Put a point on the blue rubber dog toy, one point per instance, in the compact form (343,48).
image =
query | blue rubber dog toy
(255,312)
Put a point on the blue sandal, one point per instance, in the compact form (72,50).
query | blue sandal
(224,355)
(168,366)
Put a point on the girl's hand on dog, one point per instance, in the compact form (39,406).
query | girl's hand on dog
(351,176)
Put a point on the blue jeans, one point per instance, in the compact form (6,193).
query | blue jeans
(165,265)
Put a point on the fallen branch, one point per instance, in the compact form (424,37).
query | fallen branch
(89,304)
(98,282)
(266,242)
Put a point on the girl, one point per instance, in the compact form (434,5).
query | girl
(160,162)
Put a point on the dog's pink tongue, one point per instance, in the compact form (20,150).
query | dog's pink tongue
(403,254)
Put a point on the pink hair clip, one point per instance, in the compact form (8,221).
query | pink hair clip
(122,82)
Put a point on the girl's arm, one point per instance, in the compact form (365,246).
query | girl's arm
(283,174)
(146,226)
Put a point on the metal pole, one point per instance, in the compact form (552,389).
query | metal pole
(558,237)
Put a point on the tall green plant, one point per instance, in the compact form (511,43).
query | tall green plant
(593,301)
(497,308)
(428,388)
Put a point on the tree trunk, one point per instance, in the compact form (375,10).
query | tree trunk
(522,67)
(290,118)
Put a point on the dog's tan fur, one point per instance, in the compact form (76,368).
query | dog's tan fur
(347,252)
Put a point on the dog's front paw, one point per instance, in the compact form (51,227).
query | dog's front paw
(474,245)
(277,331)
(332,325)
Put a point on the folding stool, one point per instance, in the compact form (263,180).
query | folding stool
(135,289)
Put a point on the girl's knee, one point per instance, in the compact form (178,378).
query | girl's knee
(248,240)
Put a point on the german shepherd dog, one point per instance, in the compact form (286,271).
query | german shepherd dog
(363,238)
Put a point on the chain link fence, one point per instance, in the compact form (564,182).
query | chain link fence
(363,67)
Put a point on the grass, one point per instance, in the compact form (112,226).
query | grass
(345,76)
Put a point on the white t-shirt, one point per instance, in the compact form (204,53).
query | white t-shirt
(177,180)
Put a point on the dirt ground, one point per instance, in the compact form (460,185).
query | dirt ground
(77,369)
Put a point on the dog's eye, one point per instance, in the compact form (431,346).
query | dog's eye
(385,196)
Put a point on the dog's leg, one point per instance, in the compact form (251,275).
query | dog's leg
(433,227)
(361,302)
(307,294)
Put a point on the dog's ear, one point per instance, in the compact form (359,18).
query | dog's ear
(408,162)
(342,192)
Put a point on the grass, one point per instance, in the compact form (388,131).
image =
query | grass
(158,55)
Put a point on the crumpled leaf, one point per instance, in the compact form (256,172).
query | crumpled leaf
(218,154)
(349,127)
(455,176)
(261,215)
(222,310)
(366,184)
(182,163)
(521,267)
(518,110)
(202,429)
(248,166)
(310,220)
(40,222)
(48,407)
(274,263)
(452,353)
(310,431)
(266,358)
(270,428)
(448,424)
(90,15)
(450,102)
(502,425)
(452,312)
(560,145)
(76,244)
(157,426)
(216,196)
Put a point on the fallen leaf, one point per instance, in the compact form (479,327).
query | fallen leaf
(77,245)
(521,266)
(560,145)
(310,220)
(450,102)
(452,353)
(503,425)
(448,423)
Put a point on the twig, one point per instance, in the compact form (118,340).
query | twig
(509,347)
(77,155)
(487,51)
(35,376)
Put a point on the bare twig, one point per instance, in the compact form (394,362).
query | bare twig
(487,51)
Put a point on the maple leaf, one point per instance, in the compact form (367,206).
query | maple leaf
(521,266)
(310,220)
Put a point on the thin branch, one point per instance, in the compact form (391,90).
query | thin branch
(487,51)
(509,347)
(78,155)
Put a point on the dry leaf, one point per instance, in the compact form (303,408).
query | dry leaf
______________________________
- Problem statement:
Transcribe all the entries, keeping each one exactly as it is.

- Result:
Put a point on the blue rubber dog toy, one point per instance, in the compact form (343,48).
image =
query | blue rubber dog toy
(255,312)
Put a point on the blue sandal, one point per instance, in the compact form (72,50).
query | blue sandal
(224,355)
(168,366)
Put a point on the girl's hand on dog, one point per instance, in the compact form (39,406).
query | girl's hand on dog
(351,176)
Put a point on the blue jeans, one point per instance, in the compact form (6,193).
query | blue jeans
(165,265)
Put a point on the fallen branch, one point per instance, in the compact form (424,37).
query | fallen branch
(89,304)
(98,282)
(266,242)
Put a point on the girl, one point per instance, in the compact form (434,5).
query | girl
(160,162)
Put a point on the dog's pink tongue, one point per instance, in the compact form (20,150).
query | dog's pink tongue
(403,254)
Put a point on the pink hair clip, one point per instance, in the compact form (8,221).
query | pink hair clip
(122,82)
Put a point on the girl's arm, one point per instance, in the compact form (365,246).
query | girl's arm
(283,174)
(146,226)
Put a point on the metal pole, one point per instance, in the compact form (552,389).
query | metal pole
(558,237)
Put a point on the tall green plant, one point per instance, in the compact form (511,43).
query | tall green plant
(593,301)
(497,308)
(428,388)
Put a point on the tree trunk, one point per instance, in the compact form (375,10).
query | tree trunk
(522,67)
(290,118)
Put a point on the dog's tan fur, one point per instance, in the compact form (76,368).
query | dog's tan fur
(347,252)
Put a point on the dog's front paw, one point per instance, in the compact form (51,227).
query | dog's front paw
(474,245)
(277,331)
(332,325)
Put a point on the folding stool, one point per instance, in the compact form (263,180).
query | folding stool
(135,289)
Put a point on the girl's knee, one point per instance, in the compact form (178,378).
query | girl's knee
(248,240)
Put a point on the german shepherd dog, one point per instance, in the compact form (286,271).
query | german shepherd dog
(363,238)
Put a point on the chain link fence, one point per instance, in the compact form (564,182).
query | chain link fence
(363,67)
Put a point on the grass, one point per instance, in the compact form (112,226).
query | grass
(345,76)
Put a point on the white t-shirt, one point per instance, in the compact form (204,53).
query | white t-shirt
(177,180)
Put a point on the dirt ground, one point per instance, in the compact form (460,185).
query | dirt ground
(77,369)
Put a point on the dog's eye, one point per instance, in the compact form (431,346).
query | dog's eye
(385,196)
Put a point on the dog's leg, one point per instance, in the compact form (251,275).
query | dog's leg
(433,227)
(361,302)
(307,294)
Put a point on the dog's ear, one point per instance, in the compact form (359,18).
query | dog's ear
(408,162)
(342,192)
Put a point on the grass, one point per instance, in the compact form (388,131).
image =
query | grass
(158,55)
Put a point on the crumpled leaf, one point per instance, in the compact form (256,172).
query | crumpled leaf
(218,154)
(349,127)
(455,176)
(261,215)
(222,310)
(366,184)
(182,163)
(521,267)
(518,110)
(202,429)
(248,166)
(310,220)
(40,222)
(48,407)
(274,263)
(452,353)
(310,431)
(266,358)
(270,428)
(448,424)
(90,15)
(450,102)
(502,425)
(452,312)
(560,145)
(76,244)
(157,426)
(216,196)
Put a point on the fallen leaf, one point per instance, in the compact form (479,327).
query | fallen leaf
(77,245)
(521,266)
(560,145)
(310,220)
(450,102)
(452,353)
(503,425)
(448,423)
Put a point on the twig, one point per instance, in the compact form (118,340).
query | twig
(509,347)
(77,155)
(487,51)
(35,376)
Put a point on the bare twig, one point per instance, in the compact form (394,362).
query | bare twig
(487,51)
Put a point on the maple leaf, one point per instance, in the compact form (367,206).
query | maple leaf
(521,266)
(310,220)
Put a point on the thin branch, one point per instance, in the compact form (391,90).
query | thin branch
(487,51)
(509,347)
(78,155)
Put a point on the dry leaf, one point per instance, in the compact form (303,408).
query | dry leaf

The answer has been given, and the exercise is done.